[STATED PROBLEM] Gather every line of the records below that contains the string "handle". Treat uppercase and lowercase as different.

[TASK INPUT]

.....

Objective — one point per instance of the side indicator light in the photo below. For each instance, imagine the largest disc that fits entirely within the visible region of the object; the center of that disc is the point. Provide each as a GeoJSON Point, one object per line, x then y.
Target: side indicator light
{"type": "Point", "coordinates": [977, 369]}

.....

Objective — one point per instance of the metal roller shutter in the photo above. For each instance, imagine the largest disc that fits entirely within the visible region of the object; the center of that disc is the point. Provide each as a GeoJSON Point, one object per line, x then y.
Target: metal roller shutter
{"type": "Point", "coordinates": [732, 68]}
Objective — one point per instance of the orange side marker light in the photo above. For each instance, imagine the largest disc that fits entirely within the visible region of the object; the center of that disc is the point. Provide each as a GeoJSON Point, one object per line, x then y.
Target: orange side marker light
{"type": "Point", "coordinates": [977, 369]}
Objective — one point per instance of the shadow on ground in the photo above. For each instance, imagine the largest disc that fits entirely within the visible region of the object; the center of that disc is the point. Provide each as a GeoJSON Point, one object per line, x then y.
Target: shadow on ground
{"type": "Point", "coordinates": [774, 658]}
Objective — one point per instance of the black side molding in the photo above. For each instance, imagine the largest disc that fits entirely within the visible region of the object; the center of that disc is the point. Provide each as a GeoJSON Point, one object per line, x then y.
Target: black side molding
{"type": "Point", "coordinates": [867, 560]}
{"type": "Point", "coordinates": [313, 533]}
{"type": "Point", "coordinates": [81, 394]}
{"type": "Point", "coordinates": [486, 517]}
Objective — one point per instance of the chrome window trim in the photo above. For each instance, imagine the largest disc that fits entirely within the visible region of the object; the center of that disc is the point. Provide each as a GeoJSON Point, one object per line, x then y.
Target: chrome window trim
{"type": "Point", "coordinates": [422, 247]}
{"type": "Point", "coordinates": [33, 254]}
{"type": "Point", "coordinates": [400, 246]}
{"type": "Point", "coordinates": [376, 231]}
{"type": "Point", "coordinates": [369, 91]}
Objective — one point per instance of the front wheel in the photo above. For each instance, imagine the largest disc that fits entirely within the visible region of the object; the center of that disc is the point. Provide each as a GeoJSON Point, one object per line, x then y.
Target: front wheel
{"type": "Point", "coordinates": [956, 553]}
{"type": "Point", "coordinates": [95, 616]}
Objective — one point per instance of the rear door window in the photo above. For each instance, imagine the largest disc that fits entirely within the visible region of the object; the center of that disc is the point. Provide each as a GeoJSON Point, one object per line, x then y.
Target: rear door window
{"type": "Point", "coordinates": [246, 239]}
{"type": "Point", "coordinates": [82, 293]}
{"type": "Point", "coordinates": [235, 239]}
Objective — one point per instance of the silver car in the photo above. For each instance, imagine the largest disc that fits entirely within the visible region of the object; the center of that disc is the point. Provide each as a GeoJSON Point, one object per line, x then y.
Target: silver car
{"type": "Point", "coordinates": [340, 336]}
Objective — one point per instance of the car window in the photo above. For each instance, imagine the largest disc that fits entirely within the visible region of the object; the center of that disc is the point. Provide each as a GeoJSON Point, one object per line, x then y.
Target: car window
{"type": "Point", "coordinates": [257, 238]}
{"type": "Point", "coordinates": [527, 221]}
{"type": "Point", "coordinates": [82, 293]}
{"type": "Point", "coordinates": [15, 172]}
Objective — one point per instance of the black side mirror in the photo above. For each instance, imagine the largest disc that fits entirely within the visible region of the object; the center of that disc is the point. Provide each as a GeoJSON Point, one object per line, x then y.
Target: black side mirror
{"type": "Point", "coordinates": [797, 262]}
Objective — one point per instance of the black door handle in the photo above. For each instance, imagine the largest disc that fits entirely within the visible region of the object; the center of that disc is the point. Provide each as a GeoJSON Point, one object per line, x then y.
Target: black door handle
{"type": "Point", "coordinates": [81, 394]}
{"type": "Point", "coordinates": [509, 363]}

.....

[RESULT OF THE TASK]
Objective — one point per instance of the black door handle in the photo above. For each instance, imagine the largest disc that fits entirely within the visible region of the object; the center of that disc is the point. Provide each as a GeoJSON Point, one object per line, x then y.
Target: black door handle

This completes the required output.